Read the records below. Copy each line where the string "grass" occurs.
=== Begin Enclosure ===
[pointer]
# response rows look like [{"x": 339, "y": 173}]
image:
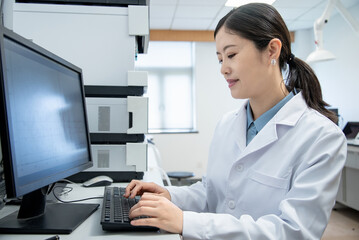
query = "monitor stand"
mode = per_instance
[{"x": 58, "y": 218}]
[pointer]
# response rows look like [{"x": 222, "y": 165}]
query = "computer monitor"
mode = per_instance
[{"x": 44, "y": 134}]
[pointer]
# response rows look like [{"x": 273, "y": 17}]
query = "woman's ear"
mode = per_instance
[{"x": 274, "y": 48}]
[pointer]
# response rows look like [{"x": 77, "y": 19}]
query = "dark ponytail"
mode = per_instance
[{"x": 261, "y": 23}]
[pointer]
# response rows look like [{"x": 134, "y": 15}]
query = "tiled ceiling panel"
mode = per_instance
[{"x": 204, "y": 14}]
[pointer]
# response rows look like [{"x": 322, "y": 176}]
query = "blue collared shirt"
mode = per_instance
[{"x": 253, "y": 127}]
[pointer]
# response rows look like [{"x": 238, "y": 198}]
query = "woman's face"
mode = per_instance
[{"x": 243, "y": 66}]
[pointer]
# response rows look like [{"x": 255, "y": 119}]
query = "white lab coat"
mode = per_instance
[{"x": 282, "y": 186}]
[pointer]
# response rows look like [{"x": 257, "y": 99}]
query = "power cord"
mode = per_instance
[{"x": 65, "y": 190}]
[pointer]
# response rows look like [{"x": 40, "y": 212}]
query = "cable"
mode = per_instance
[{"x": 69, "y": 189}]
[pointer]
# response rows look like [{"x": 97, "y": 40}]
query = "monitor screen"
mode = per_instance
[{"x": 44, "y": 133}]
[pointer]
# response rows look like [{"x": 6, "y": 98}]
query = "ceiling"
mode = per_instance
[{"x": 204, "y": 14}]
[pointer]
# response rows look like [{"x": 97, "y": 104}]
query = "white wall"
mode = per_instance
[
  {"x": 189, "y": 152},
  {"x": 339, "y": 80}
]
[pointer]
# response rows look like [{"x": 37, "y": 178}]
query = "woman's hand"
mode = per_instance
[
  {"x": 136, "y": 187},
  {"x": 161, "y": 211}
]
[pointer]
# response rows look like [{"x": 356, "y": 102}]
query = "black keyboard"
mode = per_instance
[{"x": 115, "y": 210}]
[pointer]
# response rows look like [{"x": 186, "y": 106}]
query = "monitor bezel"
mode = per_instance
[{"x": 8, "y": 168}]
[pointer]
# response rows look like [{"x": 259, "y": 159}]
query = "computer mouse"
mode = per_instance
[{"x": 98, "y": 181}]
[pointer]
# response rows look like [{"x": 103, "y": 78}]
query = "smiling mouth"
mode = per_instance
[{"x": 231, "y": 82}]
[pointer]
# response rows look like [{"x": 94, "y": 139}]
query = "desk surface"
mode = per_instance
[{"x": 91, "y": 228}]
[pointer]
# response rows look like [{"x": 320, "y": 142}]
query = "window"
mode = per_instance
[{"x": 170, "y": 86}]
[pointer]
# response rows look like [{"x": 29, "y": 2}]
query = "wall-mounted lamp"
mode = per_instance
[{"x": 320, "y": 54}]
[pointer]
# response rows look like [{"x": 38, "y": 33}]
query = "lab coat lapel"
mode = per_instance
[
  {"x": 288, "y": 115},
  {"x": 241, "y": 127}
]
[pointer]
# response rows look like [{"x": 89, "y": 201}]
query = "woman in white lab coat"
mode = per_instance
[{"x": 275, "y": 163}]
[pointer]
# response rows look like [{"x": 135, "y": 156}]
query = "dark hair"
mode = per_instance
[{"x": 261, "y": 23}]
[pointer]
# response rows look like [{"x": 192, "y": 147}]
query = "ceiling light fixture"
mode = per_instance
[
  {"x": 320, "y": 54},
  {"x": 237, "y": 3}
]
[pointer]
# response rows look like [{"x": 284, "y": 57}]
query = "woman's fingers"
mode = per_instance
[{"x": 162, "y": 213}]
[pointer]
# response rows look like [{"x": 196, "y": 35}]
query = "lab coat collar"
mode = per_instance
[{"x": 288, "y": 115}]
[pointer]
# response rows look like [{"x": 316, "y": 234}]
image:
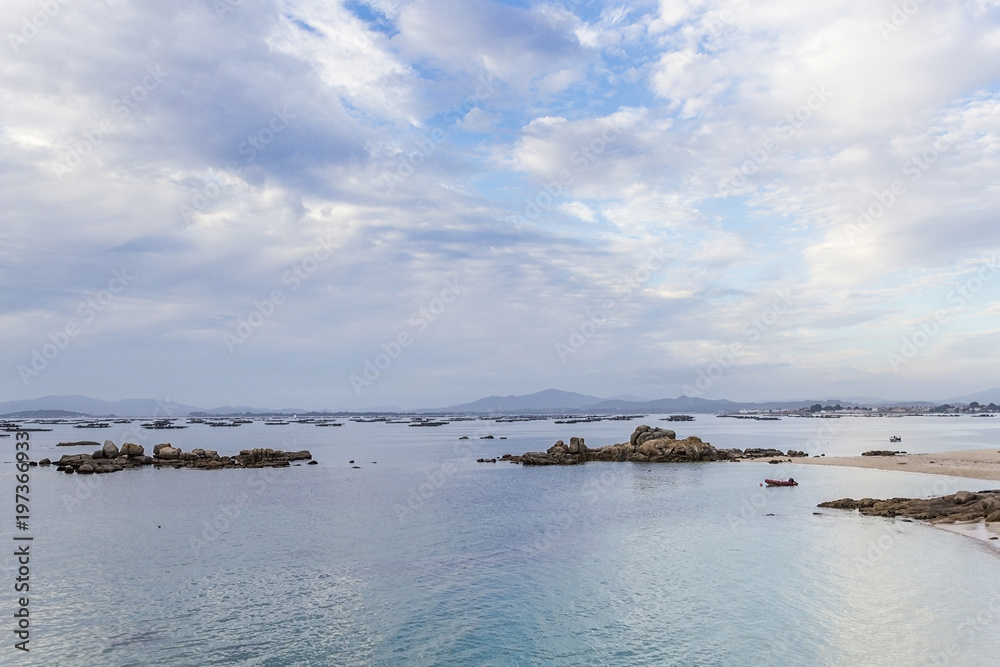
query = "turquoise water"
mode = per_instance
=== End Enclosure ===
=== Begin Enclosure ===
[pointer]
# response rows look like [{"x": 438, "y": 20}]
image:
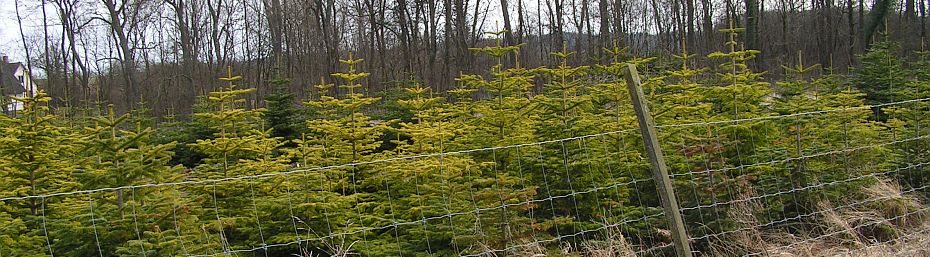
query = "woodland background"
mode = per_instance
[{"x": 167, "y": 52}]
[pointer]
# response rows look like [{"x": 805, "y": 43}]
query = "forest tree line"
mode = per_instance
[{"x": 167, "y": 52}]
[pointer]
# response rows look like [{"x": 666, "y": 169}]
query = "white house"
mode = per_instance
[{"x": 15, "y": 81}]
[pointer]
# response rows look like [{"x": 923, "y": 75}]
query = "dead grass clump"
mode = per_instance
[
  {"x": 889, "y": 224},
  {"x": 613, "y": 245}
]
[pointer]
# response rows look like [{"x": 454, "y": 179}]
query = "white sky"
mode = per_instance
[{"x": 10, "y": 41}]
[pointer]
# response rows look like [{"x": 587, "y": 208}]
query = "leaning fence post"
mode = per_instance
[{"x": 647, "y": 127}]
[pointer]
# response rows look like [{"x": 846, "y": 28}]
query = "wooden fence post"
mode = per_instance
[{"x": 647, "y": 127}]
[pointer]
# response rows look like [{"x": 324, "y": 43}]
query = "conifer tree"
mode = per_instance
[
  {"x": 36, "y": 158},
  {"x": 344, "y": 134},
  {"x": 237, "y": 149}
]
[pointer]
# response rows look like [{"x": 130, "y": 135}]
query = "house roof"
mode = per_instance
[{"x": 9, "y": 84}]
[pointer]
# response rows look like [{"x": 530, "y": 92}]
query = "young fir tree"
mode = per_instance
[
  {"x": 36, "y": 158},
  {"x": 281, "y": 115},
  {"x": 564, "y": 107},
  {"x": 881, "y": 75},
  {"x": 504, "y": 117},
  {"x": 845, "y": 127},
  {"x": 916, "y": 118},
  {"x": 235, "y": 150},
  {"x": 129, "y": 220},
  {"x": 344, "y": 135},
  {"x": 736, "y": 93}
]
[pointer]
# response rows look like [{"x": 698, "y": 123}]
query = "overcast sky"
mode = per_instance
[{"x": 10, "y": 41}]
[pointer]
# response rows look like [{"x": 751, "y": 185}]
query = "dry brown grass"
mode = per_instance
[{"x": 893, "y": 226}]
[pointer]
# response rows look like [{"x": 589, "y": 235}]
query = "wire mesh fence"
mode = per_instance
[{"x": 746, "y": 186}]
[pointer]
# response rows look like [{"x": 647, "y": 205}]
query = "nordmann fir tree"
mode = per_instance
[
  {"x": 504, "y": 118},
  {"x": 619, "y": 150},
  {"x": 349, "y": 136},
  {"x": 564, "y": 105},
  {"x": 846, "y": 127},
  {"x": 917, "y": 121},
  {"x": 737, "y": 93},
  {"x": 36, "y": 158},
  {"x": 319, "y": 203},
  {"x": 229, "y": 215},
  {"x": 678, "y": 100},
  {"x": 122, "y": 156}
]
=== End Enclosure ===
» Written reply:
query = "dead grass clump"
query = "dry brown grass"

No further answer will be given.